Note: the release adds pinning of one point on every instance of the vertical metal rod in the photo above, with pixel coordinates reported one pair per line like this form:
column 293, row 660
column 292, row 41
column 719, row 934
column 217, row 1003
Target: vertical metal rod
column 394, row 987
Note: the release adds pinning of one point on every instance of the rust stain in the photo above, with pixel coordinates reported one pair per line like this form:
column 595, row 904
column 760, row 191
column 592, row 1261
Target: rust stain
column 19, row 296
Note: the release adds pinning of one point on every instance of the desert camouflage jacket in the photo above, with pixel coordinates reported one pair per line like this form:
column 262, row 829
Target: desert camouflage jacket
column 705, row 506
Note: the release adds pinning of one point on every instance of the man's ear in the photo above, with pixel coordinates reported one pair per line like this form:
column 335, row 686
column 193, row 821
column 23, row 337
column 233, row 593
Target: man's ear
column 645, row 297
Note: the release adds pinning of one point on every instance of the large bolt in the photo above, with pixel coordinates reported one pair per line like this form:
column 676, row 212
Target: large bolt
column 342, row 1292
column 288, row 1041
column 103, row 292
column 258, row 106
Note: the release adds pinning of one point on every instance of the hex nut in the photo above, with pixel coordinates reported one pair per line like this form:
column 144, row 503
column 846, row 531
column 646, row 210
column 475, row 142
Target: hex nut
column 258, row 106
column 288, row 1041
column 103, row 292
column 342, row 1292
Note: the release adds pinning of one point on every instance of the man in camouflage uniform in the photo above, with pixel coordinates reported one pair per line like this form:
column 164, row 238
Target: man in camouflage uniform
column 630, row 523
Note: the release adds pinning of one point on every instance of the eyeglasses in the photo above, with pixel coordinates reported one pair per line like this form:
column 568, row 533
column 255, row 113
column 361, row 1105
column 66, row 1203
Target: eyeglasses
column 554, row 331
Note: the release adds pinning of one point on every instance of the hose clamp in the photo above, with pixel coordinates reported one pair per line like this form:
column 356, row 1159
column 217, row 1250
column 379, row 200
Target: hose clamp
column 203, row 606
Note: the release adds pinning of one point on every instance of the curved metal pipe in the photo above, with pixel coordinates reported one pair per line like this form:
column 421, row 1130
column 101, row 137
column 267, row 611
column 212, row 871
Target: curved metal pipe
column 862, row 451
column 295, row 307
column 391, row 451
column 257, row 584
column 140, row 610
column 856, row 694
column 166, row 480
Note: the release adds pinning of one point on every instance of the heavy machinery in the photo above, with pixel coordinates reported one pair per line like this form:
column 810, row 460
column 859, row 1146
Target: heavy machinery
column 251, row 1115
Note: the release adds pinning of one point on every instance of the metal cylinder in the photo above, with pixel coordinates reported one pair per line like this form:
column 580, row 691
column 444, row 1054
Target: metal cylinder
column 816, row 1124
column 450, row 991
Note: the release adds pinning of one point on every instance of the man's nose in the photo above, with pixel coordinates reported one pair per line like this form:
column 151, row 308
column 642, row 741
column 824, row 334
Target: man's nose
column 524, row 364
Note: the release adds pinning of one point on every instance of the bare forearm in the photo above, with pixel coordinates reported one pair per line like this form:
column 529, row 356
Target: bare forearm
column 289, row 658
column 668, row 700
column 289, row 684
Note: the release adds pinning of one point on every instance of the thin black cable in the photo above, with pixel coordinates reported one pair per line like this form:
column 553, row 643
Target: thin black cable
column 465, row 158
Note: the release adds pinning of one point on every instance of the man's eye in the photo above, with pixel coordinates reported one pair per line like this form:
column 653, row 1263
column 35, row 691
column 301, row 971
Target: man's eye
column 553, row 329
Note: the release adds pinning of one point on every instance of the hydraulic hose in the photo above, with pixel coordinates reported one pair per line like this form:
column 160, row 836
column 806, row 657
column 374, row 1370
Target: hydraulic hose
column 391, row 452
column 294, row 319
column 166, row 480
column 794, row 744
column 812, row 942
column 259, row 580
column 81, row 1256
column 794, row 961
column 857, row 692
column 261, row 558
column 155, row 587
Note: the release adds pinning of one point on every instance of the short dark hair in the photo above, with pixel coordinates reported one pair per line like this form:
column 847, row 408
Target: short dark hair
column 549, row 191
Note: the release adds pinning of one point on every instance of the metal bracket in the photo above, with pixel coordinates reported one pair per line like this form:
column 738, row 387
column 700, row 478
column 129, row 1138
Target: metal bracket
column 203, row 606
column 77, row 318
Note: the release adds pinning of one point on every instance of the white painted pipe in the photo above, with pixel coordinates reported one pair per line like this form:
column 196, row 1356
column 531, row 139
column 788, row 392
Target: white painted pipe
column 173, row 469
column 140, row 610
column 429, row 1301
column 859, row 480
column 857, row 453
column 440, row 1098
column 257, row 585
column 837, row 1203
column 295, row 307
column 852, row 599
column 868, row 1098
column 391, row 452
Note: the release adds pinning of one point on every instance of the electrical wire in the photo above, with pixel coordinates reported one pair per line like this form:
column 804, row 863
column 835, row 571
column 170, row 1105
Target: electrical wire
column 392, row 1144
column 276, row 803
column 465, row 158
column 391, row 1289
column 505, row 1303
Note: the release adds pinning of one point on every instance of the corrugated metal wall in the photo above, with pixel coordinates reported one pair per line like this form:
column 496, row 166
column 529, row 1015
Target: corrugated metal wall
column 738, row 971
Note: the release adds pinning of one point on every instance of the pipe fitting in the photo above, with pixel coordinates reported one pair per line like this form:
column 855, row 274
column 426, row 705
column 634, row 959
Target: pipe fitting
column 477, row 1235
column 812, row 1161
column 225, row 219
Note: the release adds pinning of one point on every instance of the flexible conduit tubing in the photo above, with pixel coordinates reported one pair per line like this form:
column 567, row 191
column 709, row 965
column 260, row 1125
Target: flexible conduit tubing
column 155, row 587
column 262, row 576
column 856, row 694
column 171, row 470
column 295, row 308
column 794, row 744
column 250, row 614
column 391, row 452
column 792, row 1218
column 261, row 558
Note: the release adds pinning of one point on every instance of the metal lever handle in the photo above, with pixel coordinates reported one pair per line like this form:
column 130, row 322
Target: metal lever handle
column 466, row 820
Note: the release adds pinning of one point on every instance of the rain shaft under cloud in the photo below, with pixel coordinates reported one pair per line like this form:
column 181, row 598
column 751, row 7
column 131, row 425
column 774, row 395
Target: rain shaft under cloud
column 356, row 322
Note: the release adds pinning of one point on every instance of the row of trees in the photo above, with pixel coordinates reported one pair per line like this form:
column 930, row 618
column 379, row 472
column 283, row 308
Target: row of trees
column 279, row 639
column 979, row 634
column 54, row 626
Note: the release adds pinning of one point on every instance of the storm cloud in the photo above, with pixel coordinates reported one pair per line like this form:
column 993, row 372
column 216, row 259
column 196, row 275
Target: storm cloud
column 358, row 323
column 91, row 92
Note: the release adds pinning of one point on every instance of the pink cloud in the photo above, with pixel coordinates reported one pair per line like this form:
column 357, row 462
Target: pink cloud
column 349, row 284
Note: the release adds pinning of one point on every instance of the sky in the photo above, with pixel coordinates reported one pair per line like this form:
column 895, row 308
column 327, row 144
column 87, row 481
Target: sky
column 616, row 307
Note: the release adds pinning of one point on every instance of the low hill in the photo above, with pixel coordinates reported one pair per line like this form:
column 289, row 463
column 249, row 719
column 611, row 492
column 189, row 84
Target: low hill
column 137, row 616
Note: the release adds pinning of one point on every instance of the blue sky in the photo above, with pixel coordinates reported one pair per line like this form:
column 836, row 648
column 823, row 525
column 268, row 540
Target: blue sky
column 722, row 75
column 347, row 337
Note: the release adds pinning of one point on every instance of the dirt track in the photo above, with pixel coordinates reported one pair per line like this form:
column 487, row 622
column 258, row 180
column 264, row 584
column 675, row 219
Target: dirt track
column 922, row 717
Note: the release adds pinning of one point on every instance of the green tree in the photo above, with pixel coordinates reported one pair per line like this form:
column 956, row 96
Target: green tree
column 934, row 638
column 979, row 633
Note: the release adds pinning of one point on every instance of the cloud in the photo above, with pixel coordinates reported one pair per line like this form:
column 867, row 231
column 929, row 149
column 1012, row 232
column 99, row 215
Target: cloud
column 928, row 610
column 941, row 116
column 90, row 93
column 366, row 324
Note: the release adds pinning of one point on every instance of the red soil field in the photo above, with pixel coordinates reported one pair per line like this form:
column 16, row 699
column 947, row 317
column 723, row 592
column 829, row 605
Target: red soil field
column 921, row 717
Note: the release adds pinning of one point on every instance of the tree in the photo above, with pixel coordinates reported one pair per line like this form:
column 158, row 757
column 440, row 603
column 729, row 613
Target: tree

^^^^

▶ [REQUEST]
Give the stretch of lines from the one containing "of the pipe" through the one containing "column 349, row 284", both included, as a JSON list of strings with one string per line and blank lines left out.

▶ [SOLUTION]
[
  "Note: the release adds pinning of one point on every instance of the pipe fitting in the photo above, with pixel coordinates reported one pair per line like this form:",
  "column 855, row 274",
  "column 426, row 705",
  "column 634, row 959",
  "Target: pipe fitting",
  "column 477, row 1235",
  "column 812, row 1161",
  "column 225, row 219",
  "Note: the release adds pinning of one point on every instance of the flexible conduit tubing in the photo above, with pixel coordinates reported one pair per line like this form:",
  "column 567, row 191",
  "column 709, row 965",
  "column 260, row 1125",
  "Target: flexible conduit tubing",
  "column 155, row 587",
  "column 262, row 576",
  "column 856, row 694",
  "column 171, row 470",
  "column 295, row 308",
  "column 794, row 744",
  "column 250, row 614",
  "column 391, row 452",
  "column 792, row 1218",
  "column 261, row 558",
  "Note: the release adds pinning of one point on every instance of the metal lever handle in the photo above, with pixel coordinates reported one pair per line like this form:",
  "column 130, row 322",
  "Target: metal lever handle",
  "column 466, row 820",
  "Note: the release adds pinning of one point on every instance of the rain shaft under cloud in the photo below, with pixel coordinates reported one pair per line like this form:",
  "column 181, row 598",
  "column 751, row 7",
  "column 131, row 425",
  "column 774, row 395",
  "Target: rain shaft under cloud",
  "column 356, row 322",
  "Note: the release adds pinning of one point on every instance of the row of trees in the photo above, with pixel coordinates reported one pair per line like this form:",
  "column 930, row 618",
  "column 379, row 472",
  "column 283, row 308",
  "Target: row of trees",
  "column 279, row 639",
  "column 979, row 634",
  "column 54, row 626",
  "Note: the release adds pinning of one point on every instance of the storm cloud in the photo above, with pixel coordinates reported one pair per line like this form:",
  "column 993, row 372",
  "column 216, row 259",
  "column 196, row 275",
  "Target: storm cloud",
  "column 358, row 323",
  "column 91, row 92",
  "Note: the release adds pinning of one point on every instance of the pink cloud in the photo above, with pixel coordinates reported one pair per line like this form:",
  "column 357, row 462",
  "Target: pink cloud",
  "column 349, row 284"
]